• **Records for the task**
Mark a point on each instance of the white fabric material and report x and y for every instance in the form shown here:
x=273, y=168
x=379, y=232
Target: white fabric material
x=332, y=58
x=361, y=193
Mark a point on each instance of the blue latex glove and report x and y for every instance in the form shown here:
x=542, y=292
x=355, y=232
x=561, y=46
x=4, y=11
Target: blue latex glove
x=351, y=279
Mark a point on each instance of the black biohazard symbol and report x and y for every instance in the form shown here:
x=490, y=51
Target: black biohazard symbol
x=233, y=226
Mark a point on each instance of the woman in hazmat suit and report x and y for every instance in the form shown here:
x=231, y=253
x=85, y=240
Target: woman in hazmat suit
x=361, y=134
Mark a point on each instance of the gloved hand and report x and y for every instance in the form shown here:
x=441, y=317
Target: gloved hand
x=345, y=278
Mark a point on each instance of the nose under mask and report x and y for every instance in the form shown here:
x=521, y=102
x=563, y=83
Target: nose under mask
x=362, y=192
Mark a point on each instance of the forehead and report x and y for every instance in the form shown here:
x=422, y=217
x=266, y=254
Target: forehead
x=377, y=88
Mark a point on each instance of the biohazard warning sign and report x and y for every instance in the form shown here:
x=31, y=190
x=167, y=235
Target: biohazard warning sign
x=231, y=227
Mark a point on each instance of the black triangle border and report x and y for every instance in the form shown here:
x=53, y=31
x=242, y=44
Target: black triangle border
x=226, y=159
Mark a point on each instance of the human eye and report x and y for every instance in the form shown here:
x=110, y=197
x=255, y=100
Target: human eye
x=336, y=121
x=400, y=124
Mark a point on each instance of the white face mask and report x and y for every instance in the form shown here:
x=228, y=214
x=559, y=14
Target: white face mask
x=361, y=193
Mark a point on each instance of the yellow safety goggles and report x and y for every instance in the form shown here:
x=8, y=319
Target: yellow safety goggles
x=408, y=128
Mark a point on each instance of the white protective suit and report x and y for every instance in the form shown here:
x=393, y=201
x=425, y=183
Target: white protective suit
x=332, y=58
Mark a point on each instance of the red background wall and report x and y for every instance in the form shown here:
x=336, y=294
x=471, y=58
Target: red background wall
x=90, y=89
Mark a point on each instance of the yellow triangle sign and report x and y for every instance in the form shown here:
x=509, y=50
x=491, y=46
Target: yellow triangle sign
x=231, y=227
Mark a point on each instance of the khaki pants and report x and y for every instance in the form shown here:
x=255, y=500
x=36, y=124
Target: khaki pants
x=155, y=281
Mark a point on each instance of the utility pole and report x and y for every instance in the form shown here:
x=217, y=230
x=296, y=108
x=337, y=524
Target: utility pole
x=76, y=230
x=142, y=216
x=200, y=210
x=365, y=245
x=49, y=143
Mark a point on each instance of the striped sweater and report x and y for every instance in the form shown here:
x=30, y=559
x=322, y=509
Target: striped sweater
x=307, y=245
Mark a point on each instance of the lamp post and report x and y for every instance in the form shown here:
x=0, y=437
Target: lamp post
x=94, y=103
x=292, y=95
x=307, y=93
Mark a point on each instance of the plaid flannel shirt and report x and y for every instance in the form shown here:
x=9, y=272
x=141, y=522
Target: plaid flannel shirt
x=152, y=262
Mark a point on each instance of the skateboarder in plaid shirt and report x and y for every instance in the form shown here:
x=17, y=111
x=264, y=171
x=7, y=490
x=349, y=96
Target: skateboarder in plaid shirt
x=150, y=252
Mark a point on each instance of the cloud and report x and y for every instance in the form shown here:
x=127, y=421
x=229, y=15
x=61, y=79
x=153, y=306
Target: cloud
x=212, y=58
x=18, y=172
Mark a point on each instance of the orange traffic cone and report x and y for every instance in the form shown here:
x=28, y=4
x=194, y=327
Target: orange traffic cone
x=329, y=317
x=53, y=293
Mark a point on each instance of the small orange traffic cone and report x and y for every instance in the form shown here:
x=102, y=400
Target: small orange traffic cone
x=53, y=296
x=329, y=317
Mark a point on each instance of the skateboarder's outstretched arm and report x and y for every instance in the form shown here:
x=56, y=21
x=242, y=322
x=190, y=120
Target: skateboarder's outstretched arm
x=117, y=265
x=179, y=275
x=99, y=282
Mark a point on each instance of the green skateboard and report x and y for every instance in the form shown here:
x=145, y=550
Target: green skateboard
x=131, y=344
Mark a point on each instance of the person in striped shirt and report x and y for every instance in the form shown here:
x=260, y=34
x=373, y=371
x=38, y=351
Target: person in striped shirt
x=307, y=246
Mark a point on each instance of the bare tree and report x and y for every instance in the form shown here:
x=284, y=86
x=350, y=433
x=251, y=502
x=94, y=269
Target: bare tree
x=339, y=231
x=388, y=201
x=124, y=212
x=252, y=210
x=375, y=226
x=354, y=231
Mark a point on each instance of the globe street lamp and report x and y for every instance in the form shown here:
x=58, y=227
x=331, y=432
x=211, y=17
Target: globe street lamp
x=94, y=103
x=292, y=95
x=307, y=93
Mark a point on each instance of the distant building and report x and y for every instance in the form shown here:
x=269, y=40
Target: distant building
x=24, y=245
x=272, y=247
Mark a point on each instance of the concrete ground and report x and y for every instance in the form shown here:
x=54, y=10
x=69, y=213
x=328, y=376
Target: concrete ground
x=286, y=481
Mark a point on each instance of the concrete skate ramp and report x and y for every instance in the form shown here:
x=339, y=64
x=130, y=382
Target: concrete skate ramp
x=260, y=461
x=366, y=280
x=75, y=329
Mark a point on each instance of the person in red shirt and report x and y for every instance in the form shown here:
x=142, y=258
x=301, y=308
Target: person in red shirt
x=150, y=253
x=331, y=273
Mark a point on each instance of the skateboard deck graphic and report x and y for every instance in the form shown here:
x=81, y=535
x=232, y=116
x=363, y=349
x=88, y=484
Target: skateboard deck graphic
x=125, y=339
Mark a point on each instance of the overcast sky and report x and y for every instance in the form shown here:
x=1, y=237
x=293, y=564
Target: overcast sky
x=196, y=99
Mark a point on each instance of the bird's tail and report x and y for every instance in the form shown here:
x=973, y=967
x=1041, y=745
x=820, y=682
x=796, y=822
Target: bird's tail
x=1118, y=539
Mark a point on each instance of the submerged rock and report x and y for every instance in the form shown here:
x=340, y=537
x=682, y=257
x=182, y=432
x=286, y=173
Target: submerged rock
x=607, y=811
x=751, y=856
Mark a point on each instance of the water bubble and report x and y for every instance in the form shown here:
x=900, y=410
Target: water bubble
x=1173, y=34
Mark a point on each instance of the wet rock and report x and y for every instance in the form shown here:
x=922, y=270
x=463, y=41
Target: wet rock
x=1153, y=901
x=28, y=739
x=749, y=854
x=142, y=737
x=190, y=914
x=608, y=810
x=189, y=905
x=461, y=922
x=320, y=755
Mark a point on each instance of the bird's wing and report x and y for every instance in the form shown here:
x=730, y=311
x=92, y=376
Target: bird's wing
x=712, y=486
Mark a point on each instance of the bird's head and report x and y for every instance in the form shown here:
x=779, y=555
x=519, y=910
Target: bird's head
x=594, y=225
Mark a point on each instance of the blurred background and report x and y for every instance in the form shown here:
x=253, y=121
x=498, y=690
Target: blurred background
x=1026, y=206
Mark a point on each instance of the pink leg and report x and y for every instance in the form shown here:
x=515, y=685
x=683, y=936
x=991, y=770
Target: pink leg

• **Stated goal**
Please repeat the entries from the line with "Mark a point on each instance of the water" to the line with "x=594, y=225", putting "mossy stone" in place of "wet rock" and changing nothing else.

• **Answer for the task**
Mark a point on each instance of the water bubble and report x and y for every instance in the form shown here:
x=900, y=410
Target: water bubble
x=1173, y=34
Mark a point on each instance of the mossy stone and report x and y for every instance in the form shown here:
x=922, y=270
x=463, y=41
Target: mossy stone
x=1153, y=901
x=28, y=739
x=749, y=854
x=142, y=737
x=190, y=914
x=608, y=810
x=189, y=905
x=461, y=922
x=320, y=755
Mark a point on each instance of the bird's wing and report x and y for every instance in the form shown here:
x=730, y=311
x=92, y=376
Target: bird's wing
x=712, y=486
Mark a point on each instance of the bird's head and report x and y for every instance in the form shown here:
x=779, y=555
x=519, y=910
Target: bird's head
x=594, y=225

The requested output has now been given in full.